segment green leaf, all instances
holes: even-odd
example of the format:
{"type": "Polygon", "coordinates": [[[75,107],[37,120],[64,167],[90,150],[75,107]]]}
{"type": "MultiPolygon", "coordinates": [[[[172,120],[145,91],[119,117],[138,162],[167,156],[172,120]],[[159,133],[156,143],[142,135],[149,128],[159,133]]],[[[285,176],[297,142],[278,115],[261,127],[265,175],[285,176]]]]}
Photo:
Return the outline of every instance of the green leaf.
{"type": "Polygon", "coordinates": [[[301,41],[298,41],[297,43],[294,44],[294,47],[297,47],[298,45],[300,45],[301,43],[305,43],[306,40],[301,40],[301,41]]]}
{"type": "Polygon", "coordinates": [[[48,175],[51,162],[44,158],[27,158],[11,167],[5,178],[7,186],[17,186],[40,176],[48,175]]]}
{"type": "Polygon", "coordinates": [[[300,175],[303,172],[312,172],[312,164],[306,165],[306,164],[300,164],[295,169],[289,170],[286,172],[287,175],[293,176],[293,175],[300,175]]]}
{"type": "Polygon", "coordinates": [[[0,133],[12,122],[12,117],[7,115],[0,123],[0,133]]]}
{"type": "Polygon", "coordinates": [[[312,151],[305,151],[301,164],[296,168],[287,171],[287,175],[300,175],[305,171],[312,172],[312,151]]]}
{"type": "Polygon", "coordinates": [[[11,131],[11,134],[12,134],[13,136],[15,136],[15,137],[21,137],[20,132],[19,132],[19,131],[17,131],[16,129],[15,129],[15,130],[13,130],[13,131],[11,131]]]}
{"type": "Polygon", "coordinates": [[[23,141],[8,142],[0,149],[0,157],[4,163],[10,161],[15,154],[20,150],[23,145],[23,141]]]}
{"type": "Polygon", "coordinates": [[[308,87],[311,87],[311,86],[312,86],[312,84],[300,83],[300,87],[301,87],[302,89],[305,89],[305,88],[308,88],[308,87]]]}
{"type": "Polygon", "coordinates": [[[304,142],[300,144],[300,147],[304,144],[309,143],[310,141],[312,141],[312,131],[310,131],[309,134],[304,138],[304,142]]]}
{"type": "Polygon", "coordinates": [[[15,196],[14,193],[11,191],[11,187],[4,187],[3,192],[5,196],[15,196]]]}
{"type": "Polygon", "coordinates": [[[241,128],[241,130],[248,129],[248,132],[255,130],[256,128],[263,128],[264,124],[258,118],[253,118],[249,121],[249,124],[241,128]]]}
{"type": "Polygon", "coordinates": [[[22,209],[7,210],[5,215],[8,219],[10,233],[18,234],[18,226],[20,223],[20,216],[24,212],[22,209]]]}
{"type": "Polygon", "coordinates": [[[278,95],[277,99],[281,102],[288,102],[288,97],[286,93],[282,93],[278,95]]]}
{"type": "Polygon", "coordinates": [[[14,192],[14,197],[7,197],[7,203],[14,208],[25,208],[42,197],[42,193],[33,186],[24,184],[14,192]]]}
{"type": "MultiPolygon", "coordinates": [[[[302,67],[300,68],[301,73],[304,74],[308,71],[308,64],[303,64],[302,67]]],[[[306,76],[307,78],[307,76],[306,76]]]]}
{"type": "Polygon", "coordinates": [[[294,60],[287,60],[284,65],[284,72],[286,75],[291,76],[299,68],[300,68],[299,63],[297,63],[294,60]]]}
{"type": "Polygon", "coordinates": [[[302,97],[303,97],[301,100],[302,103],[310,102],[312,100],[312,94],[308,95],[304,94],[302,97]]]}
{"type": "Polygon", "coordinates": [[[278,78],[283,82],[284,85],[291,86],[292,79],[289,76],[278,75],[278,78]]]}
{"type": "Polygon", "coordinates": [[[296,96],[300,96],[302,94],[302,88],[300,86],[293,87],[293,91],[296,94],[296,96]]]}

● To do:
What is needed is a word-for-word copy of all the entries.

● Task response:
segment green leaf, all instances
holes: even-odd
example of the format:
{"type": "Polygon", "coordinates": [[[75,107],[37,120],[64,167],[90,150],[75,107]]]}
{"type": "MultiPolygon", "coordinates": [[[[172,120],[145,91],[119,117],[138,162],[167,156],[172,120]],[[159,133],[156,143],[142,135],[149,128],[159,133]]],[[[285,176],[297,142],[278,115],[261,127],[265,175],[285,176]]]]}
Photo:
Return the outline of every instance of the green leaf.
{"type": "Polygon", "coordinates": [[[301,41],[298,41],[297,43],[294,44],[294,47],[297,47],[298,45],[300,45],[301,43],[305,43],[306,40],[301,40],[301,41]]]}
{"type": "Polygon", "coordinates": [[[48,175],[51,162],[44,158],[27,158],[11,167],[5,178],[7,186],[17,186],[40,176],[48,175]]]}
{"type": "Polygon", "coordinates": [[[300,175],[303,172],[312,172],[312,164],[306,165],[306,164],[300,164],[295,169],[289,170],[286,172],[287,175],[293,176],[293,175],[300,175]]]}
{"type": "Polygon", "coordinates": [[[0,133],[12,122],[12,117],[7,115],[0,123],[0,133]]]}
{"type": "Polygon", "coordinates": [[[312,151],[305,151],[301,164],[296,168],[287,171],[287,175],[300,175],[305,171],[312,172],[312,151]]]}
{"type": "Polygon", "coordinates": [[[11,131],[11,134],[12,134],[13,136],[15,136],[15,137],[21,137],[20,132],[19,132],[19,131],[17,131],[16,129],[15,129],[15,130],[13,130],[13,131],[11,131]]]}
{"type": "Polygon", "coordinates": [[[23,141],[8,142],[0,149],[0,157],[4,163],[10,161],[15,154],[20,150],[23,145],[23,141]]]}
{"type": "Polygon", "coordinates": [[[308,87],[311,87],[311,86],[312,86],[312,84],[300,83],[300,87],[301,87],[302,89],[305,89],[305,88],[308,88],[308,87]]]}
{"type": "Polygon", "coordinates": [[[304,142],[300,144],[300,147],[304,144],[309,143],[310,141],[312,141],[312,131],[310,131],[309,134],[304,138],[304,142]]]}
{"type": "Polygon", "coordinates": [[[15,196],[14,193],[11,191],[11,187],[4,187],[3,192],[5,196],[15,196]]]}
{"type": "Polygon", "coordinates": [[[241,128],[241,130],[248,129],[248,132],[255,130],[256,128],[263,128],[264,124],[258,118],[253,118],[249,121],[249,124],[241,128]]]}
{"type": "Polygon", "coordinates": [[[22,209],[7,210],[5,215],[8,219],[10,233],[18,234],[18,226],[20,223],[20,216],[24,212],[22,209]]]}
{"type": "Polygon", "coordinates": [[[278,95],[277,99],[281,102],[288,102],[288,97],[286,93],[282,93],[278,95]]]}
{"type": "Polygon", "coordinates": [[[14,192],[14,197],[7,197],[7,203],[14,208],[25,208],[42,197],[42,193],[33,186],[24,184],[14,192]]]}
{"type": "MultiPolygon", "coordinates": [[[[302,67],[300,68],[301,73],[304,74],[308,71],[308,64],[303,64],[302,67]]],[[[306,76],[307,78],[307,76],[306,76]]]]}
{"type": "Polygon", "coordinates": [[[294,60],[287,60],[284,65],[284,72],[286,75],[291,76],[299,68],[300,68],[299,63],[297,63],[294,60]]]}
{"type": "Polygon", "coordinates": [[[302,97],[303,97],[301,100],[302,103],[310,102],[312,100],[312,94],[308,95],[304,94],[302,97]]]}
{"type": "Polygon", "coordinates": [[[278,78],[283,82],[284,85],[291,86],[292,79],[289,76],[278,75],[278,78]]]}
{"type": "Polygon", "coordinates": [[[296,96],[300,96],[302,94],[302,88],[300,86],[293,87],[293,91],[296,94],[296,96]]]}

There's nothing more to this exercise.